--- What to do ---
A - List the names of the sheets that the Power BI data prep notes say the Excel workbook will contain.
B - Write the next part of the Power BI data prep notes, picking up after their final sentence.

--- Quoted text ---
++++++++++++++++++++

# 04 — Final Data Prep for Power BI

**Author**: Namora Fernando <br>
**Date**: 2025-08-29 <br>

**Purpose**: Produce a clean, Power BI-ready dataset by refining the engineered data from previous notebook **03_feature_engineering_risk_index.ipynb**. Region mapping will be added, and packaging key outputs into a single Excel workbook for dashboarding. <br>

This notebook assumes the following inputs from earlier notebooks:
- `data_intermiediate/cleaned_merged_inflation_data.csv` (from **01_data_cleaning.ipynb**)
- `data_intermediate/eda_country_summary.csv` (from **02_exploratory_analysis.ipynb**)
- `data_intermediate/inflation_data_with_risk_index.csv` (from **03_feature_engineering_risk_index.ipynb**)

**Outputs**:
- `data_final/inflation_risk_final.csv` — main dataset ready for Power BI dashboard (refined from `inflation_data_with_risk_index.csv`)
- `data_final/inflation_risk_final.xlsx` — Excel contains of 3 sheets:
  - **Final**: refined dataset or Power BI from this notebook (same as `inflation_risk_final.csv`)
  - **EDA_Country_Summary**: country-level summary (same as `eda_country_summary.csv`)
  - **Cleaned_Merged**: cleaned merged data (same as `cleaned_merged_inflation_data.csv`)

> Note: If some values remain missing (NaN) even after prior imputations in **03_feature_engineering_risk_index.ipynb**, we intentionally **keep them as-is**. This is decided since Power BI can handle blanks, and this preserves alignment with source data quality.

++++++++++++++++++++

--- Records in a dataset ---
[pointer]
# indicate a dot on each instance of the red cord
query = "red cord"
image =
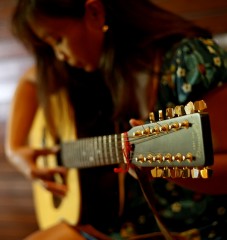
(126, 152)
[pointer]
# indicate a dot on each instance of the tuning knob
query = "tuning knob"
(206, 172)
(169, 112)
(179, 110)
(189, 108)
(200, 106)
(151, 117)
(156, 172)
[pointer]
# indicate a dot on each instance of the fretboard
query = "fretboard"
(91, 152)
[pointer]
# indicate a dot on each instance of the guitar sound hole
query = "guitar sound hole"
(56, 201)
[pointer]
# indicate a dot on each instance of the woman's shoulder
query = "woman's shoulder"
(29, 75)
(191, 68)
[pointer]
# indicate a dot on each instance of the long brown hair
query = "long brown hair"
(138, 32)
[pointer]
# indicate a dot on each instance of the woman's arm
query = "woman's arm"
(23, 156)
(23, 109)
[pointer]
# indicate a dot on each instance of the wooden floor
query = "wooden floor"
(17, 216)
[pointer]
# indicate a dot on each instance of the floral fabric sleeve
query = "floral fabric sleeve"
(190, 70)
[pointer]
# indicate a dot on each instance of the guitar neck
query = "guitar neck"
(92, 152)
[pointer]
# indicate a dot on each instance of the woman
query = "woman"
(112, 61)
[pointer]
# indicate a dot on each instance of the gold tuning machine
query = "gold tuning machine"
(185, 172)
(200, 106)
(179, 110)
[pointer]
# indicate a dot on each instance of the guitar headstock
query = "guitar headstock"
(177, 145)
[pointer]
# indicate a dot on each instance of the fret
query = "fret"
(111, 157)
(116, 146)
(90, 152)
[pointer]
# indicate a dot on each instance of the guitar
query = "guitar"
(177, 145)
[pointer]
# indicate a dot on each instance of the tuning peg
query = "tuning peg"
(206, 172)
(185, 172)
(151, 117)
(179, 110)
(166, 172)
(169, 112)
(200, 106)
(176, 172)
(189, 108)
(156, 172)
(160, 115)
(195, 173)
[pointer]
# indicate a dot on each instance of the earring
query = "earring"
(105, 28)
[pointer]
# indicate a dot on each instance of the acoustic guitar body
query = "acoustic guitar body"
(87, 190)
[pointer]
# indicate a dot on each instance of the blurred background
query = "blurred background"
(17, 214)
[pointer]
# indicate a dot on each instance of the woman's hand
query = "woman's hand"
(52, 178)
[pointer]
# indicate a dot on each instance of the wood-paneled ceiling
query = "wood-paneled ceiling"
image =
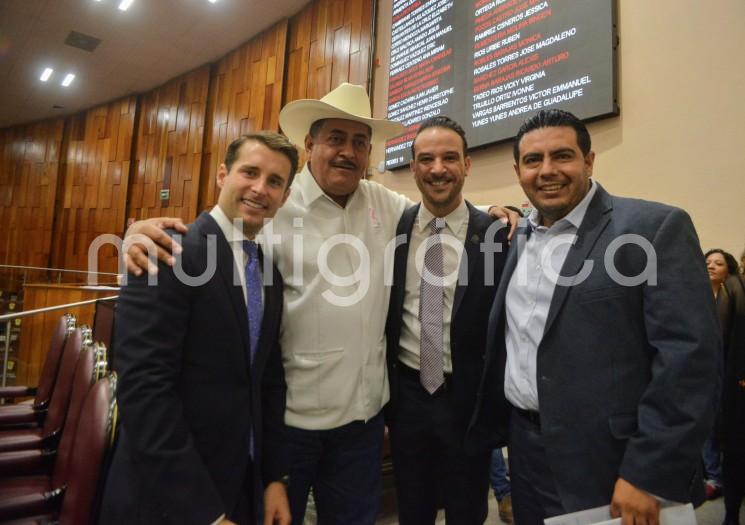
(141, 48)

++++++++++++++++++++

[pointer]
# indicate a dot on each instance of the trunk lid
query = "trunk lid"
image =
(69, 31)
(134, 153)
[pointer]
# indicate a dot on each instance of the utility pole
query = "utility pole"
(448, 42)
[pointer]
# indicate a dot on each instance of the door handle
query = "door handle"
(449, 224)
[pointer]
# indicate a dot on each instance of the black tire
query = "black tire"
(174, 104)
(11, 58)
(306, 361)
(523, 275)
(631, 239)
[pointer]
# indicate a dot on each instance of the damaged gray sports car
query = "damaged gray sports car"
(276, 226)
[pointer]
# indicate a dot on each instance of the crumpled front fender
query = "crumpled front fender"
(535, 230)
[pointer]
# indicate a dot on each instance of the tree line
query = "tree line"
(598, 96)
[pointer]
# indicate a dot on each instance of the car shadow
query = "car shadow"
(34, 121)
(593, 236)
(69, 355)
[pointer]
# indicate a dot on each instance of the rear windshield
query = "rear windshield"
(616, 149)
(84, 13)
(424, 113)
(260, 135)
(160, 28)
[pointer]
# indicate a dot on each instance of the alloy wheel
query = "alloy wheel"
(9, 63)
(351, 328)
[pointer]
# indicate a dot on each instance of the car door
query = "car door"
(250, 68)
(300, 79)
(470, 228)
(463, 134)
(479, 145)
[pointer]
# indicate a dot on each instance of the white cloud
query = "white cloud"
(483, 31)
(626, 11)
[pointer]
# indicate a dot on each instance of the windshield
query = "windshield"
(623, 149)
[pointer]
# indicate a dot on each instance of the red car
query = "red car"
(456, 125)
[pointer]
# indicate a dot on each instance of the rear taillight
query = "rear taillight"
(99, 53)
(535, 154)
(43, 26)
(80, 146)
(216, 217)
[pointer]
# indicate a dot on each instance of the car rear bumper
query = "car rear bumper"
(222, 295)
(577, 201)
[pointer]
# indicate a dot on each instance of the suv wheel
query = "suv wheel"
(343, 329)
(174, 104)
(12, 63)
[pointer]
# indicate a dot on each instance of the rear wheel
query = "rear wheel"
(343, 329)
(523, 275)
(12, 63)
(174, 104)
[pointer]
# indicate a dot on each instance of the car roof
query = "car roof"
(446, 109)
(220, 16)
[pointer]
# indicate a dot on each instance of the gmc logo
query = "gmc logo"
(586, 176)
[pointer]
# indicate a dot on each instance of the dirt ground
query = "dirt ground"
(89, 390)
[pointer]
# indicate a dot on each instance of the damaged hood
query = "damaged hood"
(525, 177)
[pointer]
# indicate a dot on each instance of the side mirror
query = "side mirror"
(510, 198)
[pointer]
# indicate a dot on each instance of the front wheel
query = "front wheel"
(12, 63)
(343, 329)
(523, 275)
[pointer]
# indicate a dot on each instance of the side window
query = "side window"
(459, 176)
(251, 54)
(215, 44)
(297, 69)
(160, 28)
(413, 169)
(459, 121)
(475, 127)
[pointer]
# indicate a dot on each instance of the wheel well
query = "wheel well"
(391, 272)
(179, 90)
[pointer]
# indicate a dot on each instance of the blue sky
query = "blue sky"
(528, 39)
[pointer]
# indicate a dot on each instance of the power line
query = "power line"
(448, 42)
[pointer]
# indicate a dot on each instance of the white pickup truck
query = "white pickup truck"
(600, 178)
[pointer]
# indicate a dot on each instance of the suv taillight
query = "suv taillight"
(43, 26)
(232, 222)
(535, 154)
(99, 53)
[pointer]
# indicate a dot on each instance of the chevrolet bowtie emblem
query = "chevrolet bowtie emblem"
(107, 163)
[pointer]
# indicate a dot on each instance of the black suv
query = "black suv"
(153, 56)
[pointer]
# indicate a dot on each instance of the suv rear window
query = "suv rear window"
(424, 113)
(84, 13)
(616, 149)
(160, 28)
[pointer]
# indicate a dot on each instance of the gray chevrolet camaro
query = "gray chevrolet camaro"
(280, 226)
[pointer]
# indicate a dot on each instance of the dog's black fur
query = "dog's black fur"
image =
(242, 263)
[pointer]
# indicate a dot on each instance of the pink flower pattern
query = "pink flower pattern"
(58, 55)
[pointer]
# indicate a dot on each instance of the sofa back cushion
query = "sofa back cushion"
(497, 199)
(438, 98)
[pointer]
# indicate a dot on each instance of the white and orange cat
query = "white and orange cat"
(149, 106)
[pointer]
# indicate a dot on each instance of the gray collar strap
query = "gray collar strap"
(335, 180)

++++++++++++++++++++

--- Outputs by task ---
A - Final, EDA_Country_Summary, Cleaned_Merged

B -
## 1. Imports & Paths

In [1]:

# Standard libraries
import os
from pathlib import Path
from typing import Dict, List

# Data handling
import pandas as pd
import numpy as np
import xlsxwriter

# File system setup
BASE_DIR = Path('.')
# Since the folder of data is located the same as this notebook:
DATA_INTERMEDIATE = BASE_DIR / 'data_intermediate'
DATA_FINAL = BASE_DIR / 'data_final'

DATA_FINAL.mkdir(parents=True, exist_ok=True)

# Input files (produced by notebooks Steps 01, 02, 03)
FILE_STEP01 = DATA_INTERMEDIATE / 'cleaned_merged_inflation_data.csv'
FILE_STEP02 = DATA_INTERMEDIATE / 'eda_country_summary.csv'
FILE_STEP03 = DATA_INTERMEDIATE / 'inflation_data_with_risk_index.csv'

# Outputs (this notebook)
FILE_FINAL_CSV = DATA_FINAL / 'inflation_risk_final.csv'
FILE_FINAL_XLSX = DATA_FINAL / 'inflation_risk_final.xlsx'

print('Paths are set.')
print('Step 01    ->', FILE_STEP01)
print('Step 02    ->', FILE_STEP02)
print('Step 03    ->', FILE_STEP03)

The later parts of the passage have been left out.